Lanjutkan teks tentang kekuatan pasukan yang diklaim Ryamizard sebagai Pangdam Jaya, mulai dari sesudah kalimat terakhirnya.

- **Bacaan**

* * * * * * * * *

Ryamizard punya sebuah brigade yakni: Brigade Infanteri (Brigif)
1/Jayasakti, brigif di bawah komando langsung Pangdam Jaya. Brigif
1/Jayasakti memiliki tiga Batalyon Infantri dan satu Batalyon Kaveleri. Jika
setiap batalyon Brigif 1/Jayasakti punya personel 700 orang, maka pasukan
Kodam Jaya sebenarnya baru berkekuatan 2.800 orang. Dengan kekuatan yang
sedikit itu, bagaimana Ryamizard bisa mengklaim punya pasukan yang besar? 

Tampaknya, sudah ada dukungan dari satuan-satuan lain yang akan membantu
Ryamizard jiak terjadi kudeta. Yang sudah menyatakan dukungan memang Korps
Marinir memiliki memiliki dua brigif yang terdiri dari enam batalyon
infanteri. Jumlah personil Korp Marinir mencapai enam ribu hingga sembilan
ribu. Kalau ditambah batalyon kavaleri dan alteleri, pasukan anti kudeta
bisa lebih kuat lagi. Selain Marinir, Kopassus juga sudah menyatakan akan
mendukung Gus Dur dari ancaman kudeta. Pasukan gabungan Marinir dan Kopassus
ini berkekuatan lebih dari 10 ribu. Pasukan gabungan ini amat membantu
Ryamizard, karena merupakan dua satuan elit di Angkatan Bersenjata. Pasukan
elit lainnya dari Brigade Mobil (Polri) dan Pasukan Khas TNI-AU, sudah pasti
berada di pihak Ryamizard. Pasukan gabungan inilah (Kopassus, Korps Marinir
TNI AL, Paskhas TNI-AU, Brimob plus Brigif 1/Jayasakti) tampaknya yang
diklaim Ryamizard sebagai pasukan di bawah komandonya. Memang, pengamanan
ibukota berada di bawah komando Ryamizard sebagai Pangdam, sehingga
satuan-satuan apapun yang diperbantukan akan berada di bawah komando Pangdam
Jaya.

* * * * * * * * *

- **Data Tercatat**
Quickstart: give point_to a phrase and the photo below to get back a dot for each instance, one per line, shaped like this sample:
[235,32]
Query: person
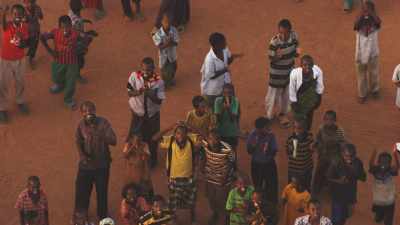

* * * * * * * * *

- **Jawaban Tertulis**
Pasukan gabungan ini membuat  Panglima Komando Cadangan Strategis Angkatan
Darat (Pangkostrad) Letjen TNI Djadja Suparman, kecut. Djadja adalah salah
satu jendral klik Wiranto yang diduga keras akan melancarkan kudeta. Kamis
(10/2) lalu, Djadja menepis adanya gerakan kudeta dari pasukan Kostrad. 

"Tidak mungkin prajurit Kostrad akan melancarkan kudeta seperti banyak
diisukan. Tidak mungkin prajurit melakukan kudeta, karena kami terikat untuk
setia kepada UUD'45, juga kepada pemerintahan yang konstitusional," ujar
Djadja yang dikenal dekat dengan milisi Front Permbela Islam (FPI) ketika
meninjau Gladi Lapang Bantuan Tembakan Terpadu di Kebumen, Jawa Tengah.
Selain terikat sumpah prajurit, menurut Djadja, prajurit TNI juga harus
tunduk kepada pimpinannya. 

"Anggota regu harus tunduk kepada komandan regu, anggota peleton kepada
komandan peleton, begitu seterusnya sampai kepada saya sebagai Panglima
Kostrad, di bawah kendali saya tidak akan terjadi pelanggaran," katanya.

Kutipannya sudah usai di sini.